**Given exercise A:** Which lines of the listing contain the word "tree", matching case exactly? Copy out each of those lines.
**Given exercise B:** Write the next part of the passage on California's climate Scoping Plan, starting after its final sentence.

**Selection:**
------------------------

(California Air Resources Board) This Scoping Plan lays out the sector-by-sector roadmap for California, the world’s fifth1 largest economy, to achieve carbon neutrality by 2045 or earlier, outlining a technologically feasible, cost-effective, and equity-focused path to achieve the state’s climate target. This is a challenging but necessary goal to minimize the impacts of climate change. There have been three previous Scoping Plans. Previous plans have focused on specific greenhouse gas (GHG) reduction targets for our industrial, energy, and
transportation sectors—first to meet 1990 levels by 2020, then to meet the more aggressive target of 40 percent below 1990 levels by 2030.
This plan, addressing recent legislation and direction from Governor Newsom, extends and expands upon these earlier plans with a target of reducing anthropogenic emissions to 85 percent below 1990 levels by 2045. This plan also takes the unprecedented step of adding carbon neutrality as a science-based guide and touchstone for California’s climate work. The plan outlines how carbon neutrality can be achieved by taking bold steps to reduce GHGs to meet the anthropogenic emissions target and by expanding actions to capture and store carbon through the state’s natural and working lands and using a variety of mechanical approaches.
...
The major element of this unprecedented transformation is the aggressive reduction of fossil fuels wherever they are currently used in California, building on and accelerating carbon reduction programs that have been in place for a decade and a half. That means rapidly moving to zero-emission transportation; electrifying the cars, buses, trains, and trucks that now constitute California’s single largest source of planet-warming pollution. It also means phasing out the use of fossil gas used for heating our homes and buildings.
...
It also means scaling up new options such as renewable hydrogen for hard-to-electrify end uses and biomethane where needed.
Successfully achieving the outcomes called for in this Scoping Plan would reduce demand for liquid petroleum by 94 percent and total fossil fuel by 86 percent in 2045 relative to 2022.2 Despite these world-leading efforts, some amount of residual emissions will remain from hard-to-abate industries such as cement, internal combustion vehicles still on the road, and other sources of GHGs, including high global warming chemicals used as refrigerants.

------------------------

**Data rows:**
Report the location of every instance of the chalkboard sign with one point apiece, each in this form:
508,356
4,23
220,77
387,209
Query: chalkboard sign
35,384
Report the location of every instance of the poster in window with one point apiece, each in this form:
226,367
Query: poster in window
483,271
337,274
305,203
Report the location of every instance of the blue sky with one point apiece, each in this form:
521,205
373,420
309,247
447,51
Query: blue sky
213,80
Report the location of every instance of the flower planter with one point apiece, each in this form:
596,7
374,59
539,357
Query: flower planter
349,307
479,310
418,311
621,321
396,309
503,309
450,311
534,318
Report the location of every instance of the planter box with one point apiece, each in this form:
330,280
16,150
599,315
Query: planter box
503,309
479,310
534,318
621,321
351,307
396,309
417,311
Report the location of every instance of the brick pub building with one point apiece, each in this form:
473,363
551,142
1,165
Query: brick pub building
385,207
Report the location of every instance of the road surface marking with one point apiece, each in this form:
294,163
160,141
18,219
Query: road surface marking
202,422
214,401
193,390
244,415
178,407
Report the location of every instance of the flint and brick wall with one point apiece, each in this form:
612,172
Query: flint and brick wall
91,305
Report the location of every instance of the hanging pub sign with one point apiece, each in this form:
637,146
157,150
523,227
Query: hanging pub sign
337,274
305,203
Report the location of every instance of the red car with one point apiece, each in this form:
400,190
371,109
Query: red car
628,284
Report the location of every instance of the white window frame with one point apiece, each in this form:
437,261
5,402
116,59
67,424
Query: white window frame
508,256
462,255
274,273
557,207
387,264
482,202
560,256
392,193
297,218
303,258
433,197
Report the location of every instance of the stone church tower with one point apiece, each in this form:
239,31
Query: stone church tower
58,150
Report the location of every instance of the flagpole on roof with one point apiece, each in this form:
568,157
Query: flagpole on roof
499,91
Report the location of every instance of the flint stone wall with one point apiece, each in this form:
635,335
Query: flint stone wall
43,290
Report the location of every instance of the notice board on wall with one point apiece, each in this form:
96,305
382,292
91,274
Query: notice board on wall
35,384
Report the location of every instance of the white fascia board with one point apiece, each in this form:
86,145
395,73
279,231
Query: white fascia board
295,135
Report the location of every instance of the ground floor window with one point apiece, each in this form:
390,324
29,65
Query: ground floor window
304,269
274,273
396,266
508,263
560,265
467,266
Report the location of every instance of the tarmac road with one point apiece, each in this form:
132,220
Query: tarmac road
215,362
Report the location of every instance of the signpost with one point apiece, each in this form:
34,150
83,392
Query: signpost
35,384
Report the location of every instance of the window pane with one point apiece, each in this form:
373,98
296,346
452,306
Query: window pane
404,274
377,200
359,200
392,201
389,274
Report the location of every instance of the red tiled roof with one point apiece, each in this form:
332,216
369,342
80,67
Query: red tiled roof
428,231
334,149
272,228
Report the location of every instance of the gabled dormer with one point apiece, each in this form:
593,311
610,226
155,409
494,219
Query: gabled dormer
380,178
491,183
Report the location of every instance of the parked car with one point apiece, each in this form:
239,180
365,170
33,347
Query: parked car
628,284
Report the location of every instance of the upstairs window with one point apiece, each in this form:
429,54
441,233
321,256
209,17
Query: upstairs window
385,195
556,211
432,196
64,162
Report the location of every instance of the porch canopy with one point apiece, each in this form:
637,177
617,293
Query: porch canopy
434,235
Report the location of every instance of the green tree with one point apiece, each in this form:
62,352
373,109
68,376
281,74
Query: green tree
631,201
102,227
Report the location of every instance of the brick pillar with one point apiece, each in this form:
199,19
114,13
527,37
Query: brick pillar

------------------------

**Expected answer A:**
Report the location of every instance of the green tree with one point apiece, each in this form:
Query: green tree

**Expected answer B:**
The plan addresses these remaining emissions by re-envisioning our natural and working lands—forests, shrublands/chaparral, croplands, wetlands, and other lands—to ensure they play as robust a role as possible in incorporating and storing more carbon in the trees, plants, soil, and wetlands that cover 90 percent of the state’s 105 million acres while also thriving as a healthy ecosystem. Modeling indicates that natural and working lands will not, on their own, provide enough sequestration and storage to address the residual emissions. For that reason, it is necessary to research, develop, and deploy additional methods of capturing CO2 that include pulling it from the smokestacks of
facilities, or drawing it out of the atmosphere itself and then safely and permanently utilizing and storing it, as called for in recent legislation. Carbon removal also will be necessary to achieve net negative emissions to address historical GHGs already in the atmosphere.
...
Specifically, this plan:
• Identifies a path to keep California on track to meet its SB 32 GHG reduction target of at least 40 percent below 1990 emissions by 2030.
• Identifies a technologically feasible, cost-effective path to achieve carbon neutrality by 2045 and a reduction in anthropogenic emissions by 85 percent below 1990 levels.
• Focuses on strategies for reducing California’s dependency on petroleum to provide consumers with clean energy options that address climate change, improve air quality, and support economic growth and clean sector jobs.
• Integrates equity and protecting California’s most impacted communities as driving principles throughout the document.
• Incorporates the contribution of natural and working lands (NWL) to the state’s GHG emissions, as well as their role in achieving carbon neutrality.
• Relies on the most up-to-date science, including the need to deploy all viable tools to address the existential threat that climate change presents, including carbon capture and sequestration, as well as direct air capture.
• Evaluates the substantial health and economic benefits of taking action.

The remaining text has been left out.